[XML-SIG] XPath's reliance on id()
Martin v. Loewis
martin@v.loewis.de
14 Mar 2002 18:43:12 +0100
Martijn Faassen <faassen@vet.uu.nl> writes:
> > ??? x,y ??? Python-Object: x = y ??? hash(x) = hash(y)
>
> This seems to have gotten somewhat mangled here; I get three question
> marks and this must've been some symbol?
This was an attempt to put FOR ALL, ELEMENT OF, and RIGHT ARROW into
an email message; it seems it failed.
> Anyway, perhaps the notion of equality is what we need; in my mind two
> objects can stand in for the same DOM node but not be the same object;
> they're equal but not identical.
Strictly speaking, the DOM spec does not guarantee equality of nodes.
If anything, it guarantees that identity works.
> The notion for equality in DOM nodes is actually supported by the
> DOM level 3 working draft:
>
> """
> isSameNode (introduced in DOM Level 3)
It is the notion of "sameness" that is supported. The Python mapping
could mandate that == for nodes holds iff isSameNode holds, but it
currently doesn't.
Notice that they also have isEqualNode; this is *not* what we want.
> Then again, I just found out they have a compareTreePosition()
> method added to the Node interface that we could use for sorting
> purposes, I think..
Indeed. Then it would be up to the DOM implementation to make that
happen. This sounds like the cleanest approach to me.

__Short task 1__:
In the XML-SIG message, explain why the formula quoted near the top shows question marks.
__Short task 2__:
Pick up the XML-SIG message after its final sentence and continue it.

__Supplied entries__:
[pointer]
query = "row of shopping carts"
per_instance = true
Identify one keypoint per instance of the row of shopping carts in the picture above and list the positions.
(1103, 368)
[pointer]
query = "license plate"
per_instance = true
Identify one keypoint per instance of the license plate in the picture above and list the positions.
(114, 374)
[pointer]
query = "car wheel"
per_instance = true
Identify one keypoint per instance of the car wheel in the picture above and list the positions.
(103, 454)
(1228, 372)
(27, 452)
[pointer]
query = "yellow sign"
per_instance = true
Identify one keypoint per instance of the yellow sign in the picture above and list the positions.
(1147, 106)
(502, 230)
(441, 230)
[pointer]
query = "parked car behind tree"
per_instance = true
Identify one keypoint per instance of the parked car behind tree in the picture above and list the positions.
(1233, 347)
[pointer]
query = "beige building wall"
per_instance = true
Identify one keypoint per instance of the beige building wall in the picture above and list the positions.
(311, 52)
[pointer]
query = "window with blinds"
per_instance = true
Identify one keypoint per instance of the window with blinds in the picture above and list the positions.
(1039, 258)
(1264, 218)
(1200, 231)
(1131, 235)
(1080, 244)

__Task output 1__:
The writer tried to put the symbols FOR ALL, ELEMENT OF, and RIGHT ARROW into an email message, and that attempt failed, so the symbols came through as question marks.

__Task output 2__:
> But that is in fact what is needed in this case; I have many different
> proxy objects which may all map to the same actual DOM node, so they'd
> have the same __hash__. But perhaps the other implications of __hash__
> break that. What about supplying a 'key' attribute, anticipating DOM
> level 3 vague implications? :)
If we mandate DOM3 features, I think we should use the feature that
apparently was explicitly added for XSLT document order:
compareTreePosition.
> I don't think it's reasonable to give those inner nodes the same
> hash value at all. They're not the same node, and shouldn't hash the
> same way.
They are equal nodes (in the sense of isEqualNode), so I see no reason
why the hashes should be different. If I was to implement a hash of a
node, I'd use the formula
def hash(node):
res = hash(node.nodeType)+hash(node.nodeName)
for c in node.childNodes:
res += hash(c)
return res
> I don't see any reason to make two different nodes hash the same way just
> because they have the same name.
They have the same name, the same type, and the same content. They
really are equal.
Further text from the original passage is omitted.